Extract every line of the records that contains the word "blue".

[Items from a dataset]

-----

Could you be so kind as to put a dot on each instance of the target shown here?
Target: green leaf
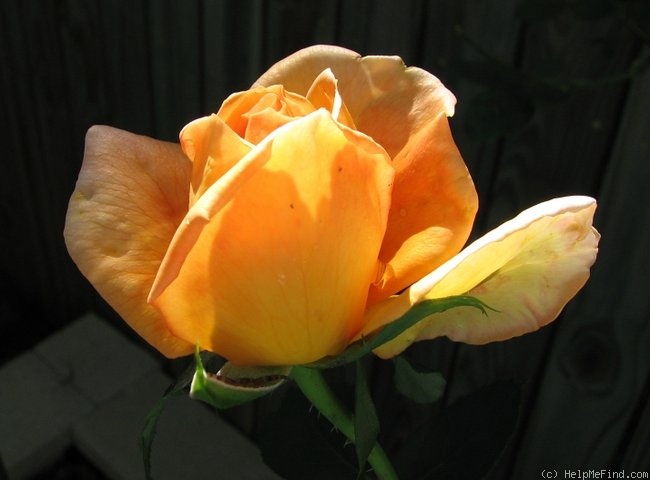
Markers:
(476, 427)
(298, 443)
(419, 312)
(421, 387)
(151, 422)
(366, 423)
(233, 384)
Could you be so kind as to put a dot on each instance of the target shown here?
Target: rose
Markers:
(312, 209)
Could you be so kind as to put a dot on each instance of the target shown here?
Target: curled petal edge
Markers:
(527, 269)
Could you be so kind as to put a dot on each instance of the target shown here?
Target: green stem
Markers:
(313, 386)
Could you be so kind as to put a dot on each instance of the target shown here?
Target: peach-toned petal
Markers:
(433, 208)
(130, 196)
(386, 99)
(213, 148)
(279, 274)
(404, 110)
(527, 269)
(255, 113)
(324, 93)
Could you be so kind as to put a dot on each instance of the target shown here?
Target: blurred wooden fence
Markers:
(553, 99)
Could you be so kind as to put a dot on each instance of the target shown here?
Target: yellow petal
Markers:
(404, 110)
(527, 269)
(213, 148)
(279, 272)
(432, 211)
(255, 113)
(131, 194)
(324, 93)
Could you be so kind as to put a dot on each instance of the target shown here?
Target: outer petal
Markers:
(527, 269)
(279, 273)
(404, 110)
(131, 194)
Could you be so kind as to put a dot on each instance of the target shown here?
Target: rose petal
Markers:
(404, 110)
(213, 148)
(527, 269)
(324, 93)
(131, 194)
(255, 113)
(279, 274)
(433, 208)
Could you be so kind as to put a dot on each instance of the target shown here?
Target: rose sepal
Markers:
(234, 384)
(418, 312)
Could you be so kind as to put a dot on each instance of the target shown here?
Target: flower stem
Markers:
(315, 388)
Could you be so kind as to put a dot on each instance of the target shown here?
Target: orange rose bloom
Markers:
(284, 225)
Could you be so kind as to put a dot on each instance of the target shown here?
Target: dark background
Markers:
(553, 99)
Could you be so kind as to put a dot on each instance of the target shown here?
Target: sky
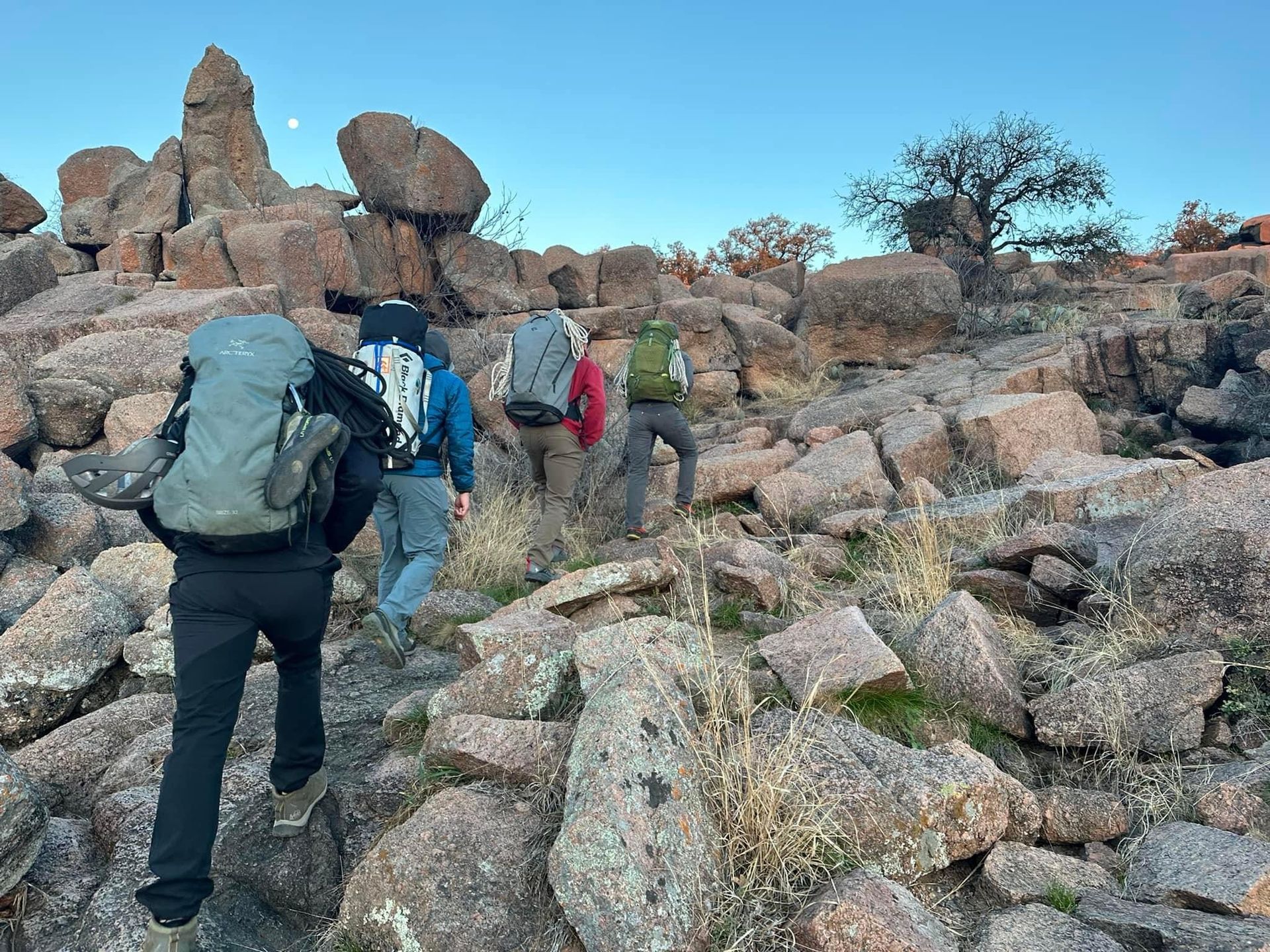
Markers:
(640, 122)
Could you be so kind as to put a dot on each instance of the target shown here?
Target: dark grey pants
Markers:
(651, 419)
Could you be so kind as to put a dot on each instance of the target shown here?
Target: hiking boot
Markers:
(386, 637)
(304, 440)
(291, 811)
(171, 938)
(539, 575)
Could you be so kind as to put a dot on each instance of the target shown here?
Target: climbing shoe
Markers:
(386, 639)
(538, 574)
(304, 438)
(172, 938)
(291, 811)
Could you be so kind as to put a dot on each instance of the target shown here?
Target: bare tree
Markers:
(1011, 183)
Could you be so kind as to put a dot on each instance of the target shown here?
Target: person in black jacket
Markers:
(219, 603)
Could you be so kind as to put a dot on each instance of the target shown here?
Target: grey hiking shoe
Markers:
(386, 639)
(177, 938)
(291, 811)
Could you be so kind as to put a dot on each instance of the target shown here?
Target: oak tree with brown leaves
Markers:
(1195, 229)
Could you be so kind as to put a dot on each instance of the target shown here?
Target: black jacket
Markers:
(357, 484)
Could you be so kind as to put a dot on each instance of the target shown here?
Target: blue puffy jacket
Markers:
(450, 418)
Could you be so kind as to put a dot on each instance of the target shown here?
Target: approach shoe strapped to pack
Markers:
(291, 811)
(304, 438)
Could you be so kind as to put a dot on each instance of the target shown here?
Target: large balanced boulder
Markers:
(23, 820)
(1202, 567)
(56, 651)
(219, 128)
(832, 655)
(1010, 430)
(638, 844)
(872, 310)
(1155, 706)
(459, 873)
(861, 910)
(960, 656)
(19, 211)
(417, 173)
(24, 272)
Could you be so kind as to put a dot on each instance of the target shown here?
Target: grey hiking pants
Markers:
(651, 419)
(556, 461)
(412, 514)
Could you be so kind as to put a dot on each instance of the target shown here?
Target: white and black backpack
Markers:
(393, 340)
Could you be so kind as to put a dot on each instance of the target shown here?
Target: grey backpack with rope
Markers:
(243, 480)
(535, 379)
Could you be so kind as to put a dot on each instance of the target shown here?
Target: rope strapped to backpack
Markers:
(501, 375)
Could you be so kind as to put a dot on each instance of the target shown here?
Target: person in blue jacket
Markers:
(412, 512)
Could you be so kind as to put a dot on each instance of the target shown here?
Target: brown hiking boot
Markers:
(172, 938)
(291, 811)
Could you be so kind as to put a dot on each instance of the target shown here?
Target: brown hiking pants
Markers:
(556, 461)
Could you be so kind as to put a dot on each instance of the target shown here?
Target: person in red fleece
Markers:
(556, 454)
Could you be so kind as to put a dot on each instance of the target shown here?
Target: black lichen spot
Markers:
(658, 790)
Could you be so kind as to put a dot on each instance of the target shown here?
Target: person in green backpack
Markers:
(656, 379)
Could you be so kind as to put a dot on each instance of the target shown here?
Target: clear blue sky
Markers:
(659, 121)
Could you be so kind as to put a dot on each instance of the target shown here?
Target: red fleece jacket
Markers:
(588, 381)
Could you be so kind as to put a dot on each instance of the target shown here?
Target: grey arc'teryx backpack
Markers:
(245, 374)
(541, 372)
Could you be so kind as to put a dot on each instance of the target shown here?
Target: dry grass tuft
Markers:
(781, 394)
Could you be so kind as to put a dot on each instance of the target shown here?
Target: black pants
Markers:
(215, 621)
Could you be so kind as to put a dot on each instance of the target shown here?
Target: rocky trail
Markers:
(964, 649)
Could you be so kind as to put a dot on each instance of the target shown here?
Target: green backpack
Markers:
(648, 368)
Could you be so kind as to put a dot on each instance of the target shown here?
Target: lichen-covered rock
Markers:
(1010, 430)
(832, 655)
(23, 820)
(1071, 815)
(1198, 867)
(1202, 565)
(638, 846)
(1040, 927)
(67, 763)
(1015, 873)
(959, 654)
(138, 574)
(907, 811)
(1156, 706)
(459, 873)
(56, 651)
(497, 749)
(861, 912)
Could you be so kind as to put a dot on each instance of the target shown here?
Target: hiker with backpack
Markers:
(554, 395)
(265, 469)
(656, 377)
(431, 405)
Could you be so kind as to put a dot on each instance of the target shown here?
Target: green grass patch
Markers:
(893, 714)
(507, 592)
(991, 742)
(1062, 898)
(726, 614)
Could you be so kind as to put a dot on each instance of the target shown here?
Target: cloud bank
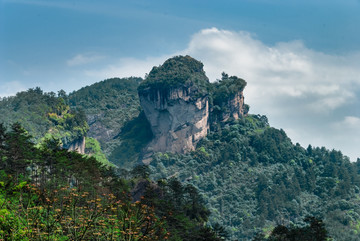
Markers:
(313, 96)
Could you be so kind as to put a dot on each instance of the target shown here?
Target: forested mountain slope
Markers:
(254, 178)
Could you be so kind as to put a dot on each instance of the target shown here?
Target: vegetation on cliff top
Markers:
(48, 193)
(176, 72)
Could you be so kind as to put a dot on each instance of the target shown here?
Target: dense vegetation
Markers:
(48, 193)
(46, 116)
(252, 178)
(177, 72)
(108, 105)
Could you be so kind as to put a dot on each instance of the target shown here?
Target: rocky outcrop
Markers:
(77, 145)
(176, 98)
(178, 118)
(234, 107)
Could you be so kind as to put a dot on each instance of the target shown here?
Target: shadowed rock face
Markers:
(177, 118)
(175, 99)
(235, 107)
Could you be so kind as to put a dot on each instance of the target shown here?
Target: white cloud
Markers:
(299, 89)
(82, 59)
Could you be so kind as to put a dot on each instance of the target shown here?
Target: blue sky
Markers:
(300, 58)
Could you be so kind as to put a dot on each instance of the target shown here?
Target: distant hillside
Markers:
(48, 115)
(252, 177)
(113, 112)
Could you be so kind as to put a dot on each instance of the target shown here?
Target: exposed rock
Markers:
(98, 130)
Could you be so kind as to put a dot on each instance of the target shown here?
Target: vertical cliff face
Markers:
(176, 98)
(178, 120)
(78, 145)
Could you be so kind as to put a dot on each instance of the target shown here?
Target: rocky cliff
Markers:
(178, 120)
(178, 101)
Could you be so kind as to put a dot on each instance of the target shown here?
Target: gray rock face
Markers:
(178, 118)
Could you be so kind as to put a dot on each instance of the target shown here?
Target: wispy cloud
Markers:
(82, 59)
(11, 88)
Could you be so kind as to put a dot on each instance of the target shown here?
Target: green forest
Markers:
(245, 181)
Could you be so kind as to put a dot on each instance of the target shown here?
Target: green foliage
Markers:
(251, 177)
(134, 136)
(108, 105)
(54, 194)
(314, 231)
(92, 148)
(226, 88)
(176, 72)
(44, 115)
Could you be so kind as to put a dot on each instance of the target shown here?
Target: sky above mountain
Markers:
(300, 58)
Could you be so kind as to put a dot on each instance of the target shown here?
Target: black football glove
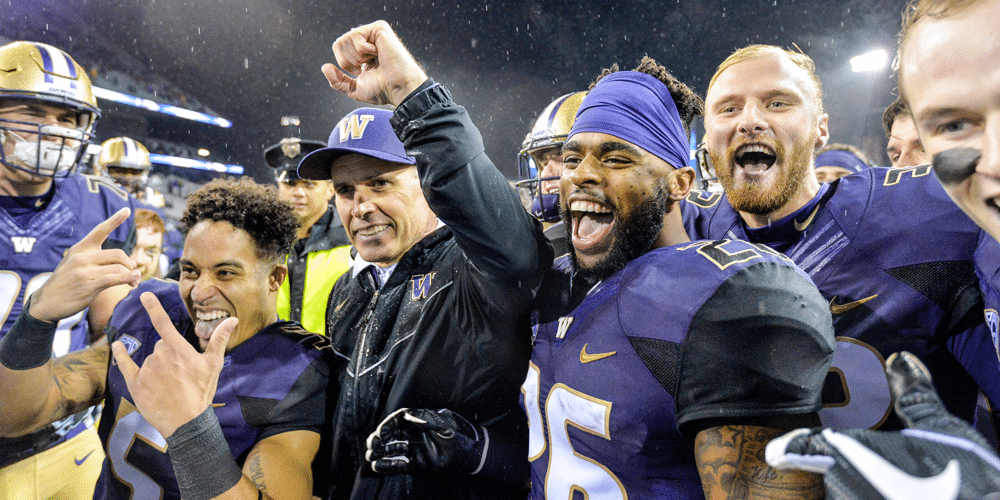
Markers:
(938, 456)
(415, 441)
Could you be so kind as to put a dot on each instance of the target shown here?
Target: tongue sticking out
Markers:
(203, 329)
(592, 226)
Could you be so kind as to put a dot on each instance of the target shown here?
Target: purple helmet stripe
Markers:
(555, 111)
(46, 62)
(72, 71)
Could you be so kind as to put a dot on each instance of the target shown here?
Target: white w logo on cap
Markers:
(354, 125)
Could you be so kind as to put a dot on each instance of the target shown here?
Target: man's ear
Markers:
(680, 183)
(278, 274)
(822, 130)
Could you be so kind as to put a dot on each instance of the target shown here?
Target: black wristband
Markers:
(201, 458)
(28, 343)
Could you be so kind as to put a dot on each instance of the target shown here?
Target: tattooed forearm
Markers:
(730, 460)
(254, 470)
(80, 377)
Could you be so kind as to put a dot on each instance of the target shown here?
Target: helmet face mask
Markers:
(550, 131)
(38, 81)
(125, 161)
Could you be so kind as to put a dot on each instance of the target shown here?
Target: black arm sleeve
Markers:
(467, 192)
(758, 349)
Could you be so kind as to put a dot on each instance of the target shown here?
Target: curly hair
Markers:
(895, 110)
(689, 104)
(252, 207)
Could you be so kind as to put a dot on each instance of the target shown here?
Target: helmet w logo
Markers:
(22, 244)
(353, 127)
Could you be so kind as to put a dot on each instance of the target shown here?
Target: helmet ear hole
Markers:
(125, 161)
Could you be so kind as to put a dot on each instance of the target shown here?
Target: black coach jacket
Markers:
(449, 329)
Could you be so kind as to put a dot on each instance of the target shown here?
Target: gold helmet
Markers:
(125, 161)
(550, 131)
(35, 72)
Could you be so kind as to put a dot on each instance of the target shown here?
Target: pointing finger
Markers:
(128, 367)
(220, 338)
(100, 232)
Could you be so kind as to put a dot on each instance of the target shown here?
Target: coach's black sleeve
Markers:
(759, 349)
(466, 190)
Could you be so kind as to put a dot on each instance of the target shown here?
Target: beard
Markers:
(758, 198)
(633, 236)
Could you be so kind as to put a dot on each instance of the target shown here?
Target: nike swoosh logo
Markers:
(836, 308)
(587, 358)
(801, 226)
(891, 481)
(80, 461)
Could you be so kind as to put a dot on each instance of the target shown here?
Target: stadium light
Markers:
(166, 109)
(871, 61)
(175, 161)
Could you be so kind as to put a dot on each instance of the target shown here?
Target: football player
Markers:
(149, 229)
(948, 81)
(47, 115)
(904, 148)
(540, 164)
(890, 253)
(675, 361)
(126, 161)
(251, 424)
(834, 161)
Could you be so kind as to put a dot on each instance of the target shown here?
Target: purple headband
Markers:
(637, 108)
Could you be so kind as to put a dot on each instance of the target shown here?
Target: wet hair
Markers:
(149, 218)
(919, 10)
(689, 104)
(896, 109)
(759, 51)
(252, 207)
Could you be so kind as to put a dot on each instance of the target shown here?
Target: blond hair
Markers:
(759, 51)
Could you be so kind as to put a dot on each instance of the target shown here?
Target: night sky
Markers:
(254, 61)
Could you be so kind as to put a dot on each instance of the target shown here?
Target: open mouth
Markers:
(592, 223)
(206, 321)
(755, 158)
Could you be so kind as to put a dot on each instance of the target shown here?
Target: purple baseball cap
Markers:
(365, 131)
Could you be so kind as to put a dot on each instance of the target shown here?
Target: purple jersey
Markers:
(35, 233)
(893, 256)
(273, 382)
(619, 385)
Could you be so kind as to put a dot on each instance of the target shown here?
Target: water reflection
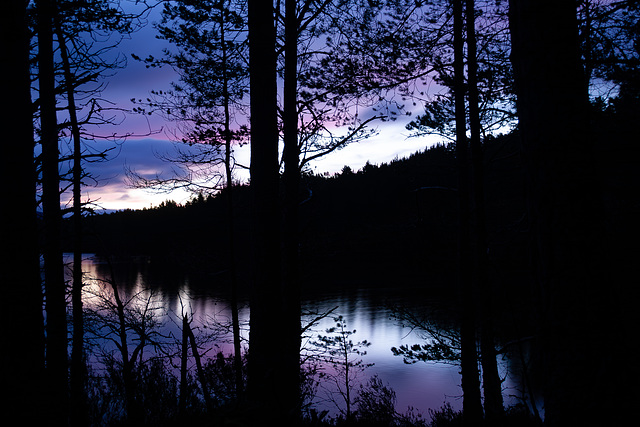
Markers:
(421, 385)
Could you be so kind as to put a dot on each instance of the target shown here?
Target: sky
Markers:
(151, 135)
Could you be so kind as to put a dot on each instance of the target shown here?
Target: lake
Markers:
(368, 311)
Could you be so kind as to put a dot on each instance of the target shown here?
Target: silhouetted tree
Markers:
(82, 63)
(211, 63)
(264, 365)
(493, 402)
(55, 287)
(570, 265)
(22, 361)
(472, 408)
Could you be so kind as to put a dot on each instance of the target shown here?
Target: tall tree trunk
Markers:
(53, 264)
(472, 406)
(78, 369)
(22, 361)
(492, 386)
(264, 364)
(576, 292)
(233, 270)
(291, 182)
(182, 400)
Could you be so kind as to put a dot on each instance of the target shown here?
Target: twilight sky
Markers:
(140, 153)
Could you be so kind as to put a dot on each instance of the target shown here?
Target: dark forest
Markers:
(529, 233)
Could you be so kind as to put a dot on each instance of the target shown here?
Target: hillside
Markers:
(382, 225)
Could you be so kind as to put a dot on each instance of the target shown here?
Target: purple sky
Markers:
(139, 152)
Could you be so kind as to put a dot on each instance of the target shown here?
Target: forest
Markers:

-----

| Solution for this task |
Target: blue puffy jacket
Target: person in blue jacket
Target: clear blue sky
Target: blue sky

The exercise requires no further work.